(Stored data)
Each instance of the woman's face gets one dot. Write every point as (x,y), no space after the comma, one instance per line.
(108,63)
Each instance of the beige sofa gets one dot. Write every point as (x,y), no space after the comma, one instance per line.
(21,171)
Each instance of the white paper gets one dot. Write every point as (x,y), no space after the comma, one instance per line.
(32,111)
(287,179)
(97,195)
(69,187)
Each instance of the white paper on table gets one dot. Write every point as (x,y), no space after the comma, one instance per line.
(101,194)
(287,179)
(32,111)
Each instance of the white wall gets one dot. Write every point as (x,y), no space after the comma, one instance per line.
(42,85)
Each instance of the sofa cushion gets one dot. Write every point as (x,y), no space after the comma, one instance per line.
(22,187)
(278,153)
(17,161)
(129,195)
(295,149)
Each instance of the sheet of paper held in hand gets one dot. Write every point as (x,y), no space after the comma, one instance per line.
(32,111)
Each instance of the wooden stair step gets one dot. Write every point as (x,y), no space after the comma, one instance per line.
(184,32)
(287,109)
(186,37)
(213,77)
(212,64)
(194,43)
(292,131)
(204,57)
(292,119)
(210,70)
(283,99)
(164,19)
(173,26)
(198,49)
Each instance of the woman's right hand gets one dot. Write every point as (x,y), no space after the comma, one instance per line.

_The task_
This exercise calls for the line containing "Each instance of the white paper on" and each line after it in the records, copied exactly.

_Exercise output_
Each instance of the white paper on table gets one dot. Write every point as (x,y), no space after the comma, one instance per line.
(101,194)
(287,179)
(32,111)
Each instance of the white wall gets one dot. Write every point as (x,y), no space after the comma, one instance per line.
(42,85)
Each instance of the sofa cushion gets one dot. Write every point as (x,y), no space after the comma, one instance per line.
(22,187)
(278,153)
(17,161)
(129,195)
(295,149)
Each instance of the sheet of paper held in hand gets one dot. Write every point as (x,y), no space after the comma, one instance per line.
(32,111)
Each instance of the wooden stair step gets one dot. Write every point as (x,y), no space after the comma, one instance per line.
(184,32)
(287,109)
(186,37)
(213,77)
(212,64)
(194,43)
(292,131)
(204,57)
(292,119)
(210,70)
(283,99)
(164,19)
(173,26)
(198,49)
Each instance of the woman's right hand gets one dot. Write every point as (x,y), no space after the comma, one instance per line.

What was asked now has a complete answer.